- **TASKS AND EXERCISES**:
• a. In the text on reducing bathroom waste, what can be used to disinfect loofahs and sea sponges?
• b. Write the next part of the text on cutting waste in the bathroom, picking up after its last paragraph.

- **DOCUMENT TEXT**:
One of the hardest places to reduce waste is in the bathroom. Almost everything in there is wrapped in plastic or disposable.
Start by looking in the bathtub or the shower. Shower gel, shampoo and conditioner, razors, mesh sponges, everything generates waste! Most bath products can be replaced with low waste or zero waste products. If you like soaking in the tub, try Epsom salts and add essential oils to help you relax or become invigorated. Epson salts can be purchased in gable topped cardboard containers or sometimes even in bulk. They are full of magnesium and good for you.
Shampoo can be purchased in bar forms as can conditioner. If build up occurs from these products, apple cider vinegar is an excellent conditioning rinse that makes hair feel soft. Instead of bath gel, try some locally made conditioning soaps or make your own. Disposable razors can be replaced with safety razors, instead of replacing the whole razor, you can just replace the blade, which rusts away to nothing eventually.
Try replacing your plastic sponges with natural products such as loofahs or sea sponges. There are some concerns about bacteria in these natural products, but they can be easily disinfected using hydrogen peroxide, apple cider vinegar or tea tree oil.

(Source data)
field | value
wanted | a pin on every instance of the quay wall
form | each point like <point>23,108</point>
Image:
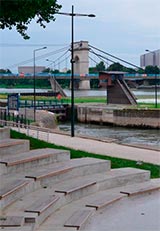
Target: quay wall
<point>120,117</point>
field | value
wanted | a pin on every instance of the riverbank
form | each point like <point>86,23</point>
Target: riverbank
<point>119,115</point>
<point>98,147</point>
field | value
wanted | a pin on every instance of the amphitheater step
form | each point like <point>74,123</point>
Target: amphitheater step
<point>13,190</point>
<point>145,187</point>
<point>11,221</point>
<point>9,147</point>
<point>78,219</point>
<point>41,209</point>
<point>4,133</point>
<point>69,169</point>
<point>32,159</point>
<point>102,201</point>
<point>77,188</point>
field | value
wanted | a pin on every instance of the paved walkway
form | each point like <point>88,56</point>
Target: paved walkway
<point>107,148</point>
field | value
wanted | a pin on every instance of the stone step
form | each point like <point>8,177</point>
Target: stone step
<point>103,200</point>
<point>13,190</point>
<point>4,133</point>
<point>11,221</point>
<point>32,159</point>
<point>80,187</point>
<point>9,147</point>
<point>145,187</point>
<point>41,209</point>
<point>78,219</point>
<point>69,169</point>
<point>77,188</point>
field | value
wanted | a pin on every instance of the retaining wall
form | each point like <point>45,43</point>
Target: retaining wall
<point>121,117</point>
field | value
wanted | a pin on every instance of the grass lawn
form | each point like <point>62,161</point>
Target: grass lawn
<point>115,162</point>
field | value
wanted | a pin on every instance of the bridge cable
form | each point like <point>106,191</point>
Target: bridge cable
<point>115,57</point>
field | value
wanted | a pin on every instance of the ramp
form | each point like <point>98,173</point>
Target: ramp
<point>119,93</point>
<point>56,87</point>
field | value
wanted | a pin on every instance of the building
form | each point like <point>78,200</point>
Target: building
<point>151,58</point>
<point>30,69</point>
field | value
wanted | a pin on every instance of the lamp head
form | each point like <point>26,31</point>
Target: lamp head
<point>92,15</point>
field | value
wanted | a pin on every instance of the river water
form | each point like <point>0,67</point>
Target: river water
<point>122,135</point>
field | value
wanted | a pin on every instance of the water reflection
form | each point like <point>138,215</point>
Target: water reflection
<point>122,135</point>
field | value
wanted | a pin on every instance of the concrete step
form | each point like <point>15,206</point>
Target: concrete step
<point>141,188</point>
<point>13,190</point>
<point>102,200</point>
<point>69,169</point>
<point>40,209</point>
<point>9,147</point>
<point>32,159</point>
<point>78,219</point>
<point>75,188</point>
<point>4,133</point>
<point>11,221</point>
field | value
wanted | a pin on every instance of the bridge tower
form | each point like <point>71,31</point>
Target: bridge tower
<point>81,65</point>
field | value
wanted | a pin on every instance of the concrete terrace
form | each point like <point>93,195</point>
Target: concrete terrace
<point>45,190</point>
<point>105,147</point>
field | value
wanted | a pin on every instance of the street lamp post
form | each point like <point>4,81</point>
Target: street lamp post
<point>34,79</point>
<point>53,62</point>
<point>155,79</point>
<point>72,14</point>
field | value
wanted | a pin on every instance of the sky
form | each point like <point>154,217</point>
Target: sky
<point>123,28</point>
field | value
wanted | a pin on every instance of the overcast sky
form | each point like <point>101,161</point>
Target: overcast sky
<point>124,28</point>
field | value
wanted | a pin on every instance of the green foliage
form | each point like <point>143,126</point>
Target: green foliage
<point>152,70</point>
<point>115,162</point>
<point>5,71</point>
<point>100,66</point>
<point>19,13</point>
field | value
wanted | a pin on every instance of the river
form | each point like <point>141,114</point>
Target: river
<point>122,135</point>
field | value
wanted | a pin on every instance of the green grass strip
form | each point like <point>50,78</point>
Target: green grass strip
<point>115,162</point>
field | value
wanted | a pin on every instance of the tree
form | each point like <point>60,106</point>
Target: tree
<point>115,67</point>
<point>100,66</point>
<point>152,70</point>
<point>19,13</point>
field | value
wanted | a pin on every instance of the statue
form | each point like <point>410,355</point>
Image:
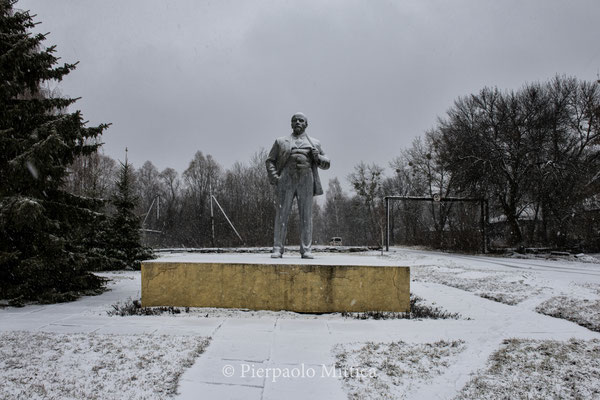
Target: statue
<point>292,167</point>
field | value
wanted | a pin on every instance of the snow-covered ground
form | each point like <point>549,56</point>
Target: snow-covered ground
<point>64,350</point>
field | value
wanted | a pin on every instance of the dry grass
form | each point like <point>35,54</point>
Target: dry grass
<point>37,365</point>
<point>533,369</point>
<point>398,365</point>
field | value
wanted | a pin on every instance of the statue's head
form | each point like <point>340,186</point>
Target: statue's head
<point>299,123</point>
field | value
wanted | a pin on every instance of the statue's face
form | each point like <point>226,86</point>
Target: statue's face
<point>299,123</point>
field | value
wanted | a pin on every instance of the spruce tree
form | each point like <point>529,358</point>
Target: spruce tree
<point>42,252</point>
<point>124,231</point>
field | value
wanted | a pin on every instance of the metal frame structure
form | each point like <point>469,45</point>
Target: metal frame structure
<point>436,198</point>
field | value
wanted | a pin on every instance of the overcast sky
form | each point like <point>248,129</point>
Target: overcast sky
<point>224,77</point>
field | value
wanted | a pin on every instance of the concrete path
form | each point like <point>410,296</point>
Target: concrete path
<point>275,356</point>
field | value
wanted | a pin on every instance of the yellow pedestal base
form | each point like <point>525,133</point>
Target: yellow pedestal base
<point>291,287</point>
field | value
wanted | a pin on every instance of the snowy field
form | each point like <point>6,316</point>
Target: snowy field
<point>526,328</point>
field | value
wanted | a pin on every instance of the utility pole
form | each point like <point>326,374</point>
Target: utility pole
<point>212,215</point>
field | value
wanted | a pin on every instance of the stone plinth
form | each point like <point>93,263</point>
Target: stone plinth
<point>312,288</point>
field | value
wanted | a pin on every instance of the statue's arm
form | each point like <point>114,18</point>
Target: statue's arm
<point>271,164</point>
<point>322,162</point>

- **SOLVED PROBLEMS**:
• a. Hydrogen peroxide, apple cider vinegar or tea tree oil.

• b.
How about tooth care? The whole dental industry seems to produce plastic. When you leave the dental office, the goodie bag contains plastic floss, a plastic toothbrush and sometimes a tube of toothpaste. These items can be replaced with corn based floss in a glass tube, a bamboo toothbrush and tooth powder or natural toothpaste in a glass jar. Some of these take a bit of adjustment. Tooth tablets and natural toothpaste have different tastes and textures that most people are not used to, but people do like them after a while. Another good dental tool to try is the water pick or water flosser to replace or supplement dental floss.
The next puzzle is how to reduce waste with lotions and creams. It isn’t rocket science to make your own lotions and creams, but these can also be purchased in refillable containers. At the very least to try to reduce waste, buy these in the biggest packages that you can get.
The medicine cabinet is the hardest cupboard to practice waste reduction in the entire house. Most medications come in plastic jars or bubble packs. The only tips that can apply here are to buy the biggest jars you can and if possible reuse them or if not recycle them. You can get your medication jars refilled at the pharmacy.